• **EXERCISE DIRECTIONS**
Reproduce the stretch of the listing from the line containing "For the evaluation set, point out every instance of the grey" through the line containing "point(221, 301)", both ends included. Shift each answer point by adding 15 to both of its coordinates, and keep every other line unchanged.
##### ENTRIES SUPPLIED
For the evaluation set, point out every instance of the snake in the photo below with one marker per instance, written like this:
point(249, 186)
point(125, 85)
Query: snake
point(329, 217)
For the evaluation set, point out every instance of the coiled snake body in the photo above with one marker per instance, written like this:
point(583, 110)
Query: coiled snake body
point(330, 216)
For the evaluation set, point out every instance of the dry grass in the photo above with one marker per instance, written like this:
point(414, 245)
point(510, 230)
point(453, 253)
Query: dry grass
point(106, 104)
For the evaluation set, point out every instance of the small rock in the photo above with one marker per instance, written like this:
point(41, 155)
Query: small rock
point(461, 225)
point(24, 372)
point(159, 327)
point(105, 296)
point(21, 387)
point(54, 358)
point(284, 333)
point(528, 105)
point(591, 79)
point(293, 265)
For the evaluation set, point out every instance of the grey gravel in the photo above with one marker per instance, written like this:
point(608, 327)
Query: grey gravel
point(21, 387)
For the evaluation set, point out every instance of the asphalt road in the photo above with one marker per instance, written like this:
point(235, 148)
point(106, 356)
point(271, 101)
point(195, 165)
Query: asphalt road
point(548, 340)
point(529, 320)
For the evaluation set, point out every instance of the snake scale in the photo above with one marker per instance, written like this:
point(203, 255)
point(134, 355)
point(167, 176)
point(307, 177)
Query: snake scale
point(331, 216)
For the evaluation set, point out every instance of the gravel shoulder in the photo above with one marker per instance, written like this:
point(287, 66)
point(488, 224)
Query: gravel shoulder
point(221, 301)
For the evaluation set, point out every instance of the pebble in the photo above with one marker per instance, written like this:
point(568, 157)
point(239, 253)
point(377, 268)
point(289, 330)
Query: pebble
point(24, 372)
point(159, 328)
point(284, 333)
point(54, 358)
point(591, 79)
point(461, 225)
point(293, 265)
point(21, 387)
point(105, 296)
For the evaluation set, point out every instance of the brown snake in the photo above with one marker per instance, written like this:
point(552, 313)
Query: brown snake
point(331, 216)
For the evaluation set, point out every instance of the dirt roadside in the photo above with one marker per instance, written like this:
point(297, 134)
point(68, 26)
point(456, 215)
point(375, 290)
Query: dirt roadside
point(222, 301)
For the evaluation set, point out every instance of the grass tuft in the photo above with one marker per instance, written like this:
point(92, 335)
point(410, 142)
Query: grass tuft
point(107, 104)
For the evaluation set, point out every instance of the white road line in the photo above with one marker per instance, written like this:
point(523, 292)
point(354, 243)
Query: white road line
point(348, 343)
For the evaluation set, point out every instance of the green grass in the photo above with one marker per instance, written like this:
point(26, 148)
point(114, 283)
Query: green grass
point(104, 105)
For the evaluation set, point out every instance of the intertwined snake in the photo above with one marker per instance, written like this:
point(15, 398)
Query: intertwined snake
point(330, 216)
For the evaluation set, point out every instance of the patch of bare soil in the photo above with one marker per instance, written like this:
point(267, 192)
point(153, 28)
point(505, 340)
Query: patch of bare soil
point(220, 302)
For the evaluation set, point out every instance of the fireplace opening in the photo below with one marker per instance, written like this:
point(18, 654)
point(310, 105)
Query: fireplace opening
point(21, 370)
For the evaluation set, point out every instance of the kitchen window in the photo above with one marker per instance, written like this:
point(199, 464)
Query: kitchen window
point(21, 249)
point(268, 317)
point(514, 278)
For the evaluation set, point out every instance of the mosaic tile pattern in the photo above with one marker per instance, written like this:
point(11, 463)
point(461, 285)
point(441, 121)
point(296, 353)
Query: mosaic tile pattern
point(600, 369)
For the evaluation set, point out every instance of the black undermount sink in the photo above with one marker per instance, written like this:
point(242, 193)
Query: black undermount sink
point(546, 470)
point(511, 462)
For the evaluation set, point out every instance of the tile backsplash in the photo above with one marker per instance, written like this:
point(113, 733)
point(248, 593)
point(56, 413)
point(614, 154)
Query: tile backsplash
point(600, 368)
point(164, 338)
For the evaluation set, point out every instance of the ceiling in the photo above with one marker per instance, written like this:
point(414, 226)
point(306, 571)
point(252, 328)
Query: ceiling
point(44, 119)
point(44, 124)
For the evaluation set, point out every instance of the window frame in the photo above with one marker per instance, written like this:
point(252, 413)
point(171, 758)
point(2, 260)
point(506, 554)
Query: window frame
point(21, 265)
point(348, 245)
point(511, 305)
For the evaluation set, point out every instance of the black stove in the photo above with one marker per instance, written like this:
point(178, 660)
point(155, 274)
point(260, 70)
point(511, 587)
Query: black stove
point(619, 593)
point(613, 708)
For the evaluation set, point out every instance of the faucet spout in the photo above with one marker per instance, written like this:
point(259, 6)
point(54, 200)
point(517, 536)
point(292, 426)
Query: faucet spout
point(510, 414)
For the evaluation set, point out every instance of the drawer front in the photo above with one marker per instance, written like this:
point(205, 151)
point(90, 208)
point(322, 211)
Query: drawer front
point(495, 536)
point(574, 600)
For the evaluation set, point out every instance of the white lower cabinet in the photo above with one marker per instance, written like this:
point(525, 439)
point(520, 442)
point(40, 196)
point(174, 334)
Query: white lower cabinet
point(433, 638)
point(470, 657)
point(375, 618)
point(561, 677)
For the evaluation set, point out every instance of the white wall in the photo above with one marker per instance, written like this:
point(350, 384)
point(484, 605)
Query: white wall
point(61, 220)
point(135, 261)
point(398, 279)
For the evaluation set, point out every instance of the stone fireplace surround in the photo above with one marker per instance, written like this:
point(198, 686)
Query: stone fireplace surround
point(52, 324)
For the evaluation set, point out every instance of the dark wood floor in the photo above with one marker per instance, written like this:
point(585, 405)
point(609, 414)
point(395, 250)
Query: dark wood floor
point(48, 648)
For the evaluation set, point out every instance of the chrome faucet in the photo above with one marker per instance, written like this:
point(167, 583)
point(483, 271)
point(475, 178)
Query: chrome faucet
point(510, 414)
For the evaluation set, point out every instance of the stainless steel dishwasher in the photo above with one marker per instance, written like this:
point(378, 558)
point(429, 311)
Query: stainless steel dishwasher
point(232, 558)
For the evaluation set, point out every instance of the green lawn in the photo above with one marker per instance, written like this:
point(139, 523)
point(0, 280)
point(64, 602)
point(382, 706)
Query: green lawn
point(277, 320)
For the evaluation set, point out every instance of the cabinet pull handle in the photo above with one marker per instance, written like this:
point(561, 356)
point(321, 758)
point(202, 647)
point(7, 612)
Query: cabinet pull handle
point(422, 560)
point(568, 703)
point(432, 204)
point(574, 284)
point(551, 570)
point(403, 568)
##########
• **EXPECTED OUTPUT**
For the evaluation set, point out every instance of the grey gravel in the photo above with one marker per instance, written like this:
point(608, 327)
Query: grey gravel
point(36, 402)
For the evaluation set, point out every instance of the asphalt road in the photo above with one marker per instance, written like this:
point(235, 148)
point(106, 356)
point(271, 101)
point(195, 165)
Query: asphalt road
point(563, 355)
point(544, 335)
For the evaluation set, point out every instance of the snake scale in the photo above with one marker per instance, written like this:
point(203, 255)
point(134, 355)
point(167, 176)
point(307, 177)
Query: snake scale
point(346, 231)
For the evaluation set, point out every instance of the gravel shoulder in the photo above with one marker per instance, written like this:
point(287, 66)
point(488, 224)
Query: gravel shoulder
point(236, 316)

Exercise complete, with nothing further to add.